▶ [PASAJE CITADO]:
_ _ _ _ _
CARLOS PADILLA ESTEBAN 19 de noviembre de 2016
El
pasado domingo 13 de noviembre, alguien robó del Santuario de Schoenstatt de la
ciudad de Madrid una custodia con el Santísimo en su interior. Esta es la
reflexión que comparte uno de los sacerdotes que viven allí .
Me
conmueve pensar en Jesús hecho carne entre mis manos. En la nada misma del pan
que se parte. Ese pan vulnerable, frágil, indefenso. Me impresiona la impunidad
ante la violencia. Ante la injusticia. Ante el escándalo. Esa impunidad ante la
que me siento frágil y débil.
Sé que Él
mismo quiso hacerse impotente. Y se abandonó en mis manos humanas. Me
confió lo más grande, lo más sagrado. Conociendo mi impotencia. Sabiendo de mi
debilidad.
Me
impresionan las palabras de Jorge Luis Borges en labios de Dios: “Yo
quise jugar con mis hijos. Estuve entre ellos con asombro y ternura. Conocí la
memoria, esa moneda que no es nunca la misma. Conocí la esperanza y el temor,
esos dos rostros del incierto futuro. Conocí la vigilia, el sueño, los sueños,
la ignorancia, la carne, los torpes laberintos de la razón, la amistad de los
hombres, la misteriosa devoción de los perros. Fui amado, comprendido, alabado
y pendí de una cruz. Bebí la copa hasta las heces. Vi por mis ojos lo que nunca
había visto: la noche y sus estrellas. Conocí lo pulido, lo arenoso, lo
desparejo, lo áspero, el sabor de la miel y de la manzana, el agua en la
garganta de la sed, el peso de un metal en la palma, la voz humana, el rumor de
unos pasos sobre la hierba, el olor de la lluvia en Galilea, el alto grito de
los pájaros. Conocí también la amargura”.
Me
conmueve ese Dios todopoderoso, inalcanzable, imperturbable, hecho
carne, hecho rostro, hecho muerte. Tembloroso ante la vida. Frágil e
indefenso. Nació para morir. Nació para entregar la vida.
Y
luego decidió quedarse para que yo lo contemplara en un trozo de pan
indefenso, en esa presencia sagrada que se me confía, para que yo no tema.
Y por
eso me impresiona tanto tenerlo entre mis manos. Adorarlo de lejos. Porque es
el juego torpe de los niños que quieren retener lo que no abarcan. Y alcanzar
lo que no logran asir con sus pequeñas manos. Así me siento yo tantas veces.
Tan pequeño e indefenso. Tan torpe y frágil.
_ _ _ _ _
▶ [INFORMACIÓN MOSTRADA]:
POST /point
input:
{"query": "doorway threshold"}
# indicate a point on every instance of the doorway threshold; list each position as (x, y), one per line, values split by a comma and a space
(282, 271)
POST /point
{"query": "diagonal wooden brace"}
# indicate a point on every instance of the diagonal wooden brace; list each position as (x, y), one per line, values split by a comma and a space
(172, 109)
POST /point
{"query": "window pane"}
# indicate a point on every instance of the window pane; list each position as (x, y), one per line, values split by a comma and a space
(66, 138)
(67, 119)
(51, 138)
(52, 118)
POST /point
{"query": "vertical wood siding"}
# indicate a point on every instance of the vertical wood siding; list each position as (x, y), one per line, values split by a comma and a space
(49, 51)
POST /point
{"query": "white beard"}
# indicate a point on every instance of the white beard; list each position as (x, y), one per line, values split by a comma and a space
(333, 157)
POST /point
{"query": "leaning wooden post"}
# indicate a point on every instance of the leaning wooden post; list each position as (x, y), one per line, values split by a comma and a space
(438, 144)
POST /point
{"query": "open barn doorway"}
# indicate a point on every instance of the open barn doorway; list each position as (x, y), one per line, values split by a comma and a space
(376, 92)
_ _ _ _ _
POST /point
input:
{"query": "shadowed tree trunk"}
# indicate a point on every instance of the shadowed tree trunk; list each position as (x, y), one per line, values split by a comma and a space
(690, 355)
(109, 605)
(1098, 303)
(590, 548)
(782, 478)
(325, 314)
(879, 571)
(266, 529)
_ _ _ _ _
▶ [TUS INSTRUCCIONES]: Indica qué objeto, según el pasaje citado, robaron del Santuario de Schoenstatt de Madrid el domingo 13 de noviembre.

▶ [SOLUCIÓN]: Una custodia con el Santísimo en su interior.